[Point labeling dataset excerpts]
····················

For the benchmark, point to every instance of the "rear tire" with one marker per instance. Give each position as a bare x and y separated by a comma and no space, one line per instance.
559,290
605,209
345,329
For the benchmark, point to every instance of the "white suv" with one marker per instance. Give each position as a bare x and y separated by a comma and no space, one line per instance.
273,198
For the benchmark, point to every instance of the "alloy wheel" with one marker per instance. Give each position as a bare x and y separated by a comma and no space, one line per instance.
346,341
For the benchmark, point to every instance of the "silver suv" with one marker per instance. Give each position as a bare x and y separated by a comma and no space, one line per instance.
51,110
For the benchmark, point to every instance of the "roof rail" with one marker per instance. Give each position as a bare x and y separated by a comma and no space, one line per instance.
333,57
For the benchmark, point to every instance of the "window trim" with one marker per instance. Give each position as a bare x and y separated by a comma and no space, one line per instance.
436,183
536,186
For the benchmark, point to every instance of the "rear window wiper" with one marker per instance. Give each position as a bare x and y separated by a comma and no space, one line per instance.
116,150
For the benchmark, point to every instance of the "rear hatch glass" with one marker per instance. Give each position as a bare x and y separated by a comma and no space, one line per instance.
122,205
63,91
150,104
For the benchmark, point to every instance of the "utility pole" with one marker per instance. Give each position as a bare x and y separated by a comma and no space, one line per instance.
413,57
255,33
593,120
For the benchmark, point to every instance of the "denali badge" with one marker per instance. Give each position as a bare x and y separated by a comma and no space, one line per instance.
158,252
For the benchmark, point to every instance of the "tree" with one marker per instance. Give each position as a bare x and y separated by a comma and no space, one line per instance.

····················

From the records above, please extract every line and repeat it exactly.

For the benchmark, point to every instance of the "rear tire" with one marker per instance. Give each position as a bare x and y separated by a comma and no space, one line per instance.
559,290
605,209
345,329
For the benchmark, point to every instance of the "white suv" with one marker per instance. Give each position as a bare x and y separated by a comma and no space, one line per instance.
273,198
For the benchmark, point to every instance of the "alloy wheel" with one marker per instance. Give each position as a bare x and y separated by a comma and no space, one line per instance.
346,341
For the benchmark, point to every instance of the "silver suv" with one marker per instance. Give each position as a bare x and y separated by a comma and no space, one line per instance.
51,110
For the benchmark, point to every instance of the "roof rail" with one marker per instance. Give each position as a bare x and y separated by a comma and no space, one line per instance.
333,57
For the benchmark, point to every instance of the "window trim" with one marker per instance. Give each position as a bare x and y separated by a comma and no space, one line per instance.
436,183
536,186
For the benchmark, point to every instance of the "rear window wiper" with one marker per instance. Give each position as a bare x and y separated by a comma and no space, one line per instance.
116,150
For the benchmark, point to every instance of the "rear hatch glass" with one marker per instance. Give each position as a bare x and y separated by a comma and no space, one line per instance.
122,205
63,91
150,104
For the benchmark, point to every instance of the "utility pole" with one marker per instance. Give each position as a bare x and y separated by a comma and no space, one line per instance.
413,57
255,33
593,120
For the benchmark, point to every instance of the "denali badge" with one marker per instance. Give each position as a bare x and y separated by a comma and no space, one line per instance.
158,252
For the benchmark, point to every instance of the "tree" with one marker per instance. Give each position as a bare x and y separated by a comma and no space, one line per instance.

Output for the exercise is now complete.